REQUIRED TASK = Scan the records for the line containing "Where can the pendant"; extract it and all later lines, verbatim, through the end, and nothing before it.

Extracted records
★ ★ ★ ★

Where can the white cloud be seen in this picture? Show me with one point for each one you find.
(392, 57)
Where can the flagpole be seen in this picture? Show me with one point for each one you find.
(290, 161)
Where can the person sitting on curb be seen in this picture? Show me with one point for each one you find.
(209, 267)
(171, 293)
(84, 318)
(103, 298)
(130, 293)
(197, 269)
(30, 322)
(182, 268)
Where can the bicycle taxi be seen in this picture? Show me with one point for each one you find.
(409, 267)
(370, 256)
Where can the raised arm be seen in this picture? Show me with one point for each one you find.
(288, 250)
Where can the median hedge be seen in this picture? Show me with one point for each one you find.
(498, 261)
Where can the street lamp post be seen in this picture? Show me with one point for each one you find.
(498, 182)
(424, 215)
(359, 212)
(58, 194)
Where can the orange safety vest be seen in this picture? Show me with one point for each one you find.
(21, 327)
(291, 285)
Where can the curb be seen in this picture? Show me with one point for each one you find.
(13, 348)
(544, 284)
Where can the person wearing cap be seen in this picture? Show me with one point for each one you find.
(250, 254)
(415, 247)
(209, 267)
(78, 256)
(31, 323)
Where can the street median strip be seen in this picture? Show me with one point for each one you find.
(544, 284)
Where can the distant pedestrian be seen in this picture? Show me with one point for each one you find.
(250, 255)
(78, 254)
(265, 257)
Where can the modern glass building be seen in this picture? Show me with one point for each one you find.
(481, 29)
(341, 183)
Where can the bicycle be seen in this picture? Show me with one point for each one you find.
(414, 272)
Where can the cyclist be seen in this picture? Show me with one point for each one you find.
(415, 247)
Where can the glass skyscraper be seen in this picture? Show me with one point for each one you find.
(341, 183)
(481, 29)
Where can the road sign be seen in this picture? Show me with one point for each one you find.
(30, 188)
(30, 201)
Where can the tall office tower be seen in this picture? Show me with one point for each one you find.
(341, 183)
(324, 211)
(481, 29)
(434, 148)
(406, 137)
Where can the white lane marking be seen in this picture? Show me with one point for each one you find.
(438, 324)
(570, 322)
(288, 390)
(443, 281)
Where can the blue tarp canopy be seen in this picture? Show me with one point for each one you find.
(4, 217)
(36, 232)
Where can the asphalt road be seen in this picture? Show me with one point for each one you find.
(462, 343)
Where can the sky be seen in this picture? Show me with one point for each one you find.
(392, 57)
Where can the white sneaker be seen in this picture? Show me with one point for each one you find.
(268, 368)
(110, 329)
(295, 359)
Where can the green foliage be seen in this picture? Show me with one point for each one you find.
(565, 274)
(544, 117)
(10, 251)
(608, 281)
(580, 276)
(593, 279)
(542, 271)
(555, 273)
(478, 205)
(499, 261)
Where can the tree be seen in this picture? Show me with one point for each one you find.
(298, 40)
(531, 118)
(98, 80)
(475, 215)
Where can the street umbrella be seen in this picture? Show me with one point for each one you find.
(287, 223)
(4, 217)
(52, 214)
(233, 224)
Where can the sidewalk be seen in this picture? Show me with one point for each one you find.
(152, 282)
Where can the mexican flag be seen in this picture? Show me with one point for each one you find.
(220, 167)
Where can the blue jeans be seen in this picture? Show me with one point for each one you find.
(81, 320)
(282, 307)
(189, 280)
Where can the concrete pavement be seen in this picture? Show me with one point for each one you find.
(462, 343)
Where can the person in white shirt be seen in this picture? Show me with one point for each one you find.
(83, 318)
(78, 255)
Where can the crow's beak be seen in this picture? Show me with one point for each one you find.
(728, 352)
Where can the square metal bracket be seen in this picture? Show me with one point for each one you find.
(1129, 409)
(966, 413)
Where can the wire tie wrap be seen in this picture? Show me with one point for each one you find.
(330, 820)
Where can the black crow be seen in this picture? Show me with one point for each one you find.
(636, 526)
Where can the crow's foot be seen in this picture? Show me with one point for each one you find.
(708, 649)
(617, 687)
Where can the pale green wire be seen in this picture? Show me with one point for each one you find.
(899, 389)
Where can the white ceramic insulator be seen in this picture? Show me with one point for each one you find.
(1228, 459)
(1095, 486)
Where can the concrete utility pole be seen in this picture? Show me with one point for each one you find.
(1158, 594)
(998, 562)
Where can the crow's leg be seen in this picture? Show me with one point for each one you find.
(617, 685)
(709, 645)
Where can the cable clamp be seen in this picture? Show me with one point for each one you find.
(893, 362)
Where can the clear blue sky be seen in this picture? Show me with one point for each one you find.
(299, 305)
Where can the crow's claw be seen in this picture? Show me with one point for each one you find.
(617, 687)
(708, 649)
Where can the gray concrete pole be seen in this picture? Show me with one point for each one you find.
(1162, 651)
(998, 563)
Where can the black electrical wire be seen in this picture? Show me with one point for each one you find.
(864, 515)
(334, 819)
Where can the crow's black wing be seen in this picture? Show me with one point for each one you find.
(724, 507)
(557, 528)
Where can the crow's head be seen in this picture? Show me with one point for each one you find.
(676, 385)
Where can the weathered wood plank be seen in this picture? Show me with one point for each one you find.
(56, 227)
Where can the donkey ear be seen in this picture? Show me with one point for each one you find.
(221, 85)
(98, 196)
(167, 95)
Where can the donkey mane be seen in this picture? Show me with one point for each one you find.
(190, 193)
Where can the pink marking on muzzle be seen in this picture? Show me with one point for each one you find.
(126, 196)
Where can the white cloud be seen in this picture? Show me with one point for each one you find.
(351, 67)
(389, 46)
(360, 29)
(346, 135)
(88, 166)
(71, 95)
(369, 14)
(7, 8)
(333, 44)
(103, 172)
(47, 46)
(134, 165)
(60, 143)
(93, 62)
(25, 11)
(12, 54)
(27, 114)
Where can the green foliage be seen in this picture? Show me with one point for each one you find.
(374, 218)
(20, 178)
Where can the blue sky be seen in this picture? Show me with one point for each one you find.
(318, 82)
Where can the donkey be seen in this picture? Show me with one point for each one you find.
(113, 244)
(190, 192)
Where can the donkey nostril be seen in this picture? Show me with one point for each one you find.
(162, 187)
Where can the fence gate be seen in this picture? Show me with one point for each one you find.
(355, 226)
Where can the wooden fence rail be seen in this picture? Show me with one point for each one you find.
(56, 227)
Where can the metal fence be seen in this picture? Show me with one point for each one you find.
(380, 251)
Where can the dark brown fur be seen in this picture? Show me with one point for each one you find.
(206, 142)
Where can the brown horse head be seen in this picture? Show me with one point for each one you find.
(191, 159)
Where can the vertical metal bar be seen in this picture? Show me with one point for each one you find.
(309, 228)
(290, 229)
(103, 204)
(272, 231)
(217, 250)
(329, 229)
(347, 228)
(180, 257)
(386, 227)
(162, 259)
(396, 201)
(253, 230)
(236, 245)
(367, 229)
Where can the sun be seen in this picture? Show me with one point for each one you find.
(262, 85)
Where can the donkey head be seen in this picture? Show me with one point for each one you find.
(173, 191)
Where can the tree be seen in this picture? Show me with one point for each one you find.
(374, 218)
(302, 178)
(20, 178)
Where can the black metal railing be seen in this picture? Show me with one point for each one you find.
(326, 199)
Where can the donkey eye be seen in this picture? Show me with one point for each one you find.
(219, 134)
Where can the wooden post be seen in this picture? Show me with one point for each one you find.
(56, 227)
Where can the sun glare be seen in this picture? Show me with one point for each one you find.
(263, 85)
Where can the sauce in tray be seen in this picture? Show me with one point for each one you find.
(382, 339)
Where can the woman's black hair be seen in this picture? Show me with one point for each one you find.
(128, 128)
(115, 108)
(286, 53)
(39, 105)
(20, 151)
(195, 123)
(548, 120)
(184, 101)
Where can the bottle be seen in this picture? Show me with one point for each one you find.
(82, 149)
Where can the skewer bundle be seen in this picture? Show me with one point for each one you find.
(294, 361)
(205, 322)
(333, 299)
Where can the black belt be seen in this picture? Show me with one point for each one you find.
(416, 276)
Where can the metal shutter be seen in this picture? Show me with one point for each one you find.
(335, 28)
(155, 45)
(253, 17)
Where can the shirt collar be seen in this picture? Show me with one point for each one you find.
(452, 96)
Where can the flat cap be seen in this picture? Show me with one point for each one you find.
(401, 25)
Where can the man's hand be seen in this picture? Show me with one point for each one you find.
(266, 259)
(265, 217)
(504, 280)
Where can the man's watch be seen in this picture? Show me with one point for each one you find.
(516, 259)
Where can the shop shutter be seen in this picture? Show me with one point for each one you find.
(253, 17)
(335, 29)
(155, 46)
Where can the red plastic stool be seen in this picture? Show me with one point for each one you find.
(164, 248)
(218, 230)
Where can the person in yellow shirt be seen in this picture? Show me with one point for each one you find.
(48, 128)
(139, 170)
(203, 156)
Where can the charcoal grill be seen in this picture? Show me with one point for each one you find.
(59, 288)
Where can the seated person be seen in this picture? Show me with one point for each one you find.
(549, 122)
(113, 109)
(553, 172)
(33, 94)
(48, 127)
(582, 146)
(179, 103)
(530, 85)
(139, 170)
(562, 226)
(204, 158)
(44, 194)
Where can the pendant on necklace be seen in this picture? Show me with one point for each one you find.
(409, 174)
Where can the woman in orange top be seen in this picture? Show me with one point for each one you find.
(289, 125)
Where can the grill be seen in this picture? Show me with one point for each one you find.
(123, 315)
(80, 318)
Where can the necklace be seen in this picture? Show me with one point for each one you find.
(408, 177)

★ ★ ★ ★

SOLUTION FOR THIS EXERCISE =
Where can the pendant on necklace be seen in this picture? Show me with one point for each one you find.
(409, 174)
Where can the woman in orange top be seen in this picture? Show me with one point for each one you find.
(289, 125)
Where can the grill be seen in this picture? Show me with one point for each one you find.
(123, 315)
(80, 318)
Where can the necklace be seen in this picture? Show me with one point for each one you find.
(408, 177)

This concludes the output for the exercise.